***** EXCERPTED PASSAGE
# Back from THunderhill this weekend....



## MOESPEED2002 (Mar 3, 2004)

What a weekend. Had a great time on sat meeting you guys at the PaloAlto 02 show. Really cool to see 02's from down south. Great 92 turn out. Wish I had a place to host some pics for you guys. I'll give you guys a taste.










Yes those are real turbos, in salute form.

Spending some track time on thunderhill was quite the rush. Spent some time in Chico too, I couldnt resist. Its just to close to the track to pass up. It was my first time at that track with the car.










Any other weekend track guys on this page. Norcal or Socal. I do alot of NASA events. Moslty Infenion but sharing info would be cool.


----------



## The HACK (Dec 19, 2001)

MOESPEED2002 said:


> Any other weekend track guys on this page. Norcal or Socal. I do alot of NASA events. Moslty Infenion but sharing info would be cool.


Check the motorsports forum, there are a few instructors and a lot of junkies hanging out there. We usually announce up-coming events and who's attending.

Nice '02.


----------



## BLitZeD310 (Apr 13, 2003)

Awesome turbos, minus the oversized Alpina's


----------



## Vroomer (Apr 18, 2005)

Moe, great pic! Your camera is better than mine.

~Vroomer


----------



## MOESPEED2002 (Mar 3, 2004)

HEY CJ......

Sweet wright up on your car. Quite the history. Nice to see it has a good family upbringing. Keep the OLD SCHOOL alive :thumbup:

Hey HACK have i seen you at events? What are you driving?


----------



## BoostedE21 (Mar 28, 2002)

:yikes: :yikes: , those are VERY nice cars, Nice 02 btw!! :thumbup:


----------
**********
***** SUPPLIED INFORMATION
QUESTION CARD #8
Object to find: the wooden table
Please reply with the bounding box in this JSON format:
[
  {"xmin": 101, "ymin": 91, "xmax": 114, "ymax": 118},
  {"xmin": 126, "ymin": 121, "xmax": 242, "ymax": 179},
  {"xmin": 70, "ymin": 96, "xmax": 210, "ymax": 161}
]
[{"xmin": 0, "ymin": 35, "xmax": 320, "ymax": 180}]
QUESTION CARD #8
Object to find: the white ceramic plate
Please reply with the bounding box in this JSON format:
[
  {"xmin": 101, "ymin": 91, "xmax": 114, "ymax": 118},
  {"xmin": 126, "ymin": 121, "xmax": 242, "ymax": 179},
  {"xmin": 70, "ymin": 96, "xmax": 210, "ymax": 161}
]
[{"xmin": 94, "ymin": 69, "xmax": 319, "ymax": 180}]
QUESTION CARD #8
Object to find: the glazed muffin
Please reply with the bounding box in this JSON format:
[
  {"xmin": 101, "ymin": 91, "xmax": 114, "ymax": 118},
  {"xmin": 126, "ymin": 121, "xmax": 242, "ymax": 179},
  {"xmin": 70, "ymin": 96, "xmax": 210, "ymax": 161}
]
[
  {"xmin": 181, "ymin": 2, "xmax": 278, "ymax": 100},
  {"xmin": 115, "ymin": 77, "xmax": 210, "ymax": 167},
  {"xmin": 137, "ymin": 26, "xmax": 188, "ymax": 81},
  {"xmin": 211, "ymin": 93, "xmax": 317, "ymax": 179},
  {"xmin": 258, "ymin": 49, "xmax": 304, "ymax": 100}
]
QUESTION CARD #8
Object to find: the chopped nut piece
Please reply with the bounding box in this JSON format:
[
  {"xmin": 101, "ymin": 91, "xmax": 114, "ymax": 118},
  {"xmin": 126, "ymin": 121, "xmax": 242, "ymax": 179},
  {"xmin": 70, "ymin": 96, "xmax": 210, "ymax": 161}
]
**********
[TASK GOAL] Can you reproduce the part of the Thunderhill thread starting at "Check the motorsports" and ending at "(Apr 13, 2003)"?

[SOLUTION TO THIS EXERCISE]
Check the motorsports forum, there are a few instructors and a lot of junkies hanging out there. We usually announce up-coming events and who's attending.

Nice '02.


----------



## BLitZeD310 (Apr 13, 2003)